#### Required task
Return every record below exactly as written, omitting any pictures.
___ Supplied material ___
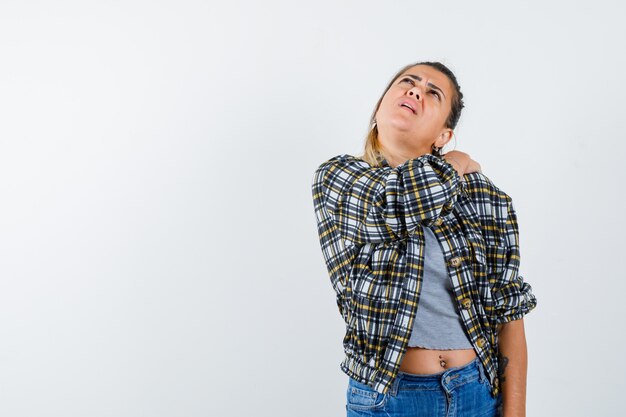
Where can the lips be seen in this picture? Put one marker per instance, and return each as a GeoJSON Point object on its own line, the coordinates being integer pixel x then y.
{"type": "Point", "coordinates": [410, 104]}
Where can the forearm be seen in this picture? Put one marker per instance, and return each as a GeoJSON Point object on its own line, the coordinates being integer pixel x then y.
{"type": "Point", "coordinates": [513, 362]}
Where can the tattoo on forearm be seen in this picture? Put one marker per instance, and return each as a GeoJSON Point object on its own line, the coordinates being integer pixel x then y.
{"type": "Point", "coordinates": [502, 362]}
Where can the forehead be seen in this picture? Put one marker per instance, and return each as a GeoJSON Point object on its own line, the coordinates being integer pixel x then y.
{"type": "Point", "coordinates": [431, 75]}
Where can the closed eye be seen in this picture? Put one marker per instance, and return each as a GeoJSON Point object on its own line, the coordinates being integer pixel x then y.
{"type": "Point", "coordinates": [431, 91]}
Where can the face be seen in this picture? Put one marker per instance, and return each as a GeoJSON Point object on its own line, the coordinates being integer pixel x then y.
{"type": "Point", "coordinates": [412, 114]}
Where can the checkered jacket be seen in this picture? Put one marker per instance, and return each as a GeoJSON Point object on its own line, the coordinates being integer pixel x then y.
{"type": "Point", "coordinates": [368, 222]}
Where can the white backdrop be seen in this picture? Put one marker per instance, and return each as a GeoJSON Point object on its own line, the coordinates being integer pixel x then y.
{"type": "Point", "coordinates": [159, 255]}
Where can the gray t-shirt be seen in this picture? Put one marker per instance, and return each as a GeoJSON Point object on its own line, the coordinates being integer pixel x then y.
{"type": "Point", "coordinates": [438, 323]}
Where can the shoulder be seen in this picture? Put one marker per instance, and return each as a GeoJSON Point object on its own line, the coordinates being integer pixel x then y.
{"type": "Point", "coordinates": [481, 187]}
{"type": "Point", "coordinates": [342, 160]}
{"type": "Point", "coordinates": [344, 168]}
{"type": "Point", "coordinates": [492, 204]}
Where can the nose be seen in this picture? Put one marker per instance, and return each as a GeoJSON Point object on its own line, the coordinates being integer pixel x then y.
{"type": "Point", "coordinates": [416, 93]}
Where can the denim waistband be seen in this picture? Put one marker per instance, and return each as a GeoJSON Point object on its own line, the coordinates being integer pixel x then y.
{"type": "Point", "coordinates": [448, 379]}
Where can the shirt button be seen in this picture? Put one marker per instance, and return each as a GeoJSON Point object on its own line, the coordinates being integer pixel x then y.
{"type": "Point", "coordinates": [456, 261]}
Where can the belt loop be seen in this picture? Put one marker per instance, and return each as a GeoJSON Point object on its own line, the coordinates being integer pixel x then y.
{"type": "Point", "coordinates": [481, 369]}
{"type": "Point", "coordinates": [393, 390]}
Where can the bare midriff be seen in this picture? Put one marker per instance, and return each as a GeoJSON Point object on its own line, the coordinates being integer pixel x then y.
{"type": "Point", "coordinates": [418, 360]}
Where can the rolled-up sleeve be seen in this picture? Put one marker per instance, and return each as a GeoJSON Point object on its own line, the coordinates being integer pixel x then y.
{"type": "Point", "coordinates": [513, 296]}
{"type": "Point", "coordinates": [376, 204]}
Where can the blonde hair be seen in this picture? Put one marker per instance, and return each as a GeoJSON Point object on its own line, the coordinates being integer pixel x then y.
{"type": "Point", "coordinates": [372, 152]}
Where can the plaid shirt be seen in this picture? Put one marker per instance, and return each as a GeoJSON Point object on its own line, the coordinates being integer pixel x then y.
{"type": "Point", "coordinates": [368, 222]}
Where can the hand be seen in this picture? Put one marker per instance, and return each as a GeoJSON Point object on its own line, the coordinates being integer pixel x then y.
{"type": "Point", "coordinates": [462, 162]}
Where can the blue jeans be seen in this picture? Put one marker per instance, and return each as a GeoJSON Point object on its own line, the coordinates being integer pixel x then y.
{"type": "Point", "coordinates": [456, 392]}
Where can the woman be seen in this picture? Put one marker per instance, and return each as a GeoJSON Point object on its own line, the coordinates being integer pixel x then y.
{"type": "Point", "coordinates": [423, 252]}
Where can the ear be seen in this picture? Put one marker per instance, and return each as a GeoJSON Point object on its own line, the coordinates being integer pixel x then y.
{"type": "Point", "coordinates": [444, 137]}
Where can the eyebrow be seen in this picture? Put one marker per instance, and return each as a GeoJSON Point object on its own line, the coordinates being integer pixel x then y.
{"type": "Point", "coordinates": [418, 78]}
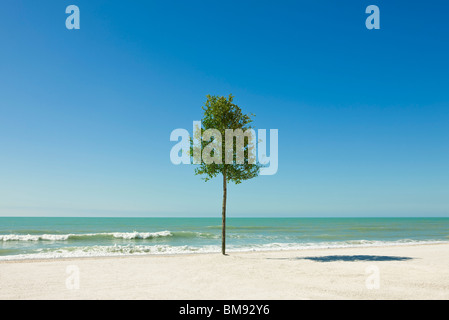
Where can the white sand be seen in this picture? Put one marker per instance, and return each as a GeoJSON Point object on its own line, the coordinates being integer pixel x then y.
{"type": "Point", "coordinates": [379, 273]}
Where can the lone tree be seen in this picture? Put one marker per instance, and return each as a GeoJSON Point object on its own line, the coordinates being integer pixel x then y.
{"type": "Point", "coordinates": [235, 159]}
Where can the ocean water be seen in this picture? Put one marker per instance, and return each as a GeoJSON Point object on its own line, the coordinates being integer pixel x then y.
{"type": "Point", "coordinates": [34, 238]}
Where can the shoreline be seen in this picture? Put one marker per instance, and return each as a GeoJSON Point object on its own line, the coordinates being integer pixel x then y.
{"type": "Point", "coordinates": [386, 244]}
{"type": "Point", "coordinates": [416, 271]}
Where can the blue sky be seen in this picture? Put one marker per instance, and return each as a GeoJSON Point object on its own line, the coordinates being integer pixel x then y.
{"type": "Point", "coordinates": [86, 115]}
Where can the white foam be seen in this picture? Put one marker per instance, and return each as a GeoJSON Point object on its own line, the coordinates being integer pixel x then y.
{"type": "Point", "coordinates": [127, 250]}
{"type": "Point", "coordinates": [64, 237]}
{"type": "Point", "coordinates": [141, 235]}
___
#### Expected output
Where can the lips be seen in this picture? Put one marker per instance, and return each as a GeoJSON Point object on its own line, the coordinates being integer pixel x then y.
{"type": "Point", "coordinates": [410, 104]}
Where can the forearm be seen in this picture? Put one marker per instance, and return each as a GeoJSON Point object on its own line, the coordinates being integer pixel x then y.
{"type": "Point", "coordinates": [513, 362]}
Where can the tattoo on forearm be seen in this picture? Put one marker per instance, and return each as a GeoJSON Point object on its own line, the coordinates being integer pixel x then y.
{"type": "Point", "coordinates": [502, 362]}
Where can the forehead be seen in this picture? Put one marker per instance, and return each as a GeoJSON Point object on its own line, the coordinates being integer pixel x then y.
{"type": "Point", "coordinates": [431, 75]}
Where can the closed eye be seen in this picture? Put one marker per instance, and return each as a GeoJSON Point object on its own line, the coordinates being integer pixel x then y.
{"type": "Point", "coordinates": [431, 91]}
Where can the face be seen in this picture? Put one marker per instance, and return each as a GeoJSON Point object on its own line, the coordinates being integer pixel x then y.
{"type": "Point", "coordinates": [412, 114]}
Where can the checkered jacket be seen in this picture? Put one marker per instance, and return each as a GeoJSON Point object on its own line, the coordinates being integer pixel x then y.
{"type": "Point", "coordinates": [368, 222]}
Where can the white backdrop be seen in this picture? Put one marker per instance, and return each as a GeoJSON Point object on its own line, the coordinates being integer pixel x then y.
{"type": "Point", "coordinates": [159, 255]}
Where can the gray t-shirt be seen in this picture? Put one marker per instance, and return each as a GeoJSON Point object on its own line, the coordinates being integer pixel x then y.
{"type": "Point", "coordinates": [438, 323]}
Where can the shoulder be seen in this picture? Put one marker per instance, and return each as a GeoJSON Point object on its own line, the coordinates being integer pixel x then y.
{"type": "Point", "coordinates": [481, 187]}
{"type": "Point", "coordinates": [342, 160]}
{"type": "Point", "coordinates": [344, 168]}
{"type": "Point", "coordinates": [492, 204]}
Where can the nose be seen in this picture? Put one marker per instance, and return each as a GeoJSON Point object on its own line, the coordinates being integer pixel x then y.
{"type": "Point", "coordinates": [416, 93]}
Where can the denim waistband be seen in this picture? Put one marker per instance, and return each as a GeoJSON Point object on its own line, the coordinates being integer pixel x then y.
{"type": "Point", "coordinates": [448, 379]}
Where can the shirt button be seen in this picture? Put one marker per instance, and return each as a GeoJSON Point object on its own line, the coordinates being integer pixel x then y.
{"type": "Point", "coordinates": [456, 261]}
Where can the belt loop be seen in this picture? Put one marker per instance, and return each as a GeoJSON Point object on its own line, the coordinates being integer pixel x then y.
{"type": "Point", "coordinates": [481, 369]}
{"type": "Point", "coordinates": [393, 390]}
Where can the bare midriff be seen in this picture? Put one marker per instance, and return each as a GeoJSON Point object on its own line, the coordinates being integer pixel x then y.
{"type": "Point", "coordinates": [418, 360]}
Where can the rolled-up sleeve be seen in this picture? Put one marker per instance, and return each as a GeoJSON Point object on its own line, the coordinates being integer pixel x then y.
{"type": "Point", "coordinates": [513, 296]}
{"type": "Point", "coordinates": [376, 204]}
Where can the blonde hair be seen in this picture? Put one marker per instance, and return each as a GeoJSON Point object on its own line, the coordinates being integer pixel x then y.
{"type": "Point", "coordinates": [372, 152]}
Where can the plaid shirt be seen in this picture? Put one marker per instance, and return each as a GeoJSON Point object on its own line, the coordinates being integer pixel x then y.
{"type": "Point", "coordinates": [368, 222]}
Where can the hand be seen in this picture? Put one marker per instance, and return each as a GeoJSON Point object on its own line, the coordinates being integer pixel x then y.
{"type": "Point", "coordinates": [462, 162]}
Where can the blue jeans be seen in this picture? Put one marker per instance, and return each as a GeoJSON Point object on its own line, the coordinates being integer pixel x then y.
{"type": "Point", "coordinates": [456, 392]}
Where can the woman be seen in this picture? Put one marker per instance, and return each as a GeoJSON Point object on its own line, the coordinates being integer pixel x then y.
{"type": "Point", "coordinates": [423, 252]}
Where can the ear be seen in this picture? Put one marker per instance, and return each as a GeoJSON Point object on its own line, the coordinates being integer pixel x then y.
{"type": "Point", "coordinates": [444, 137]}
Where can the eyebrow be seen in this picture? Put one marker per instance, and return each as a GeoJSON Point object on its own line, the coordinates being integer pixel x then y.
{"type": "Point", "coordinates": [418, 78]}
Where can the white sand be seen in this picture? Put one marker per instance, and return each as a GeoJSON Point object on its own line, the coordinates being integer pixel x then y.
{"type": "Point", "coordinates": [379, 273]}
Where can the lone tree be seen in this picture? Put one marker per instance, and return each as a GeoJSON Point object on its own line, the coordinates being integer pixel x then y.
{"type": "Point", "coordinates": [235, 159]}
Where can the ocean water be seen in this picture? Put one marker per instance, and return each as a GeoJSON Point object on its own line, the coordinates being integer pixel x then y.
{"type": "Point", "coordinates": [34, 238]}
Where can the shoreline be seen in this picture? Put one marker per instance, and return each as a GeoJSON Point object on its own line, the coordinates being integer pixel x then y.
{"type": "Point", "coordinates": [386, 244]}
{"type": "Point", "coordinates": [416, 271]}
Where can the blue sky be seen in this picture? Put one marker per instance, and return each as a GeoJSON Point object on its own line, the coordinates being integer pixel x then y.
{"type": "Point", "coordinates": [86, 115]}
Where can the white foam be seen in this picture? Put one marker per instance, and return each as a GeoJSON Point object on its own line, the coordinates being integer pixel x then y.
{"type": "Point", "coordinates": [127, 250]}
{"type": "Point", "coordinates": [64, 237]}
{"type": "Point", "coordinates": [141, 235]}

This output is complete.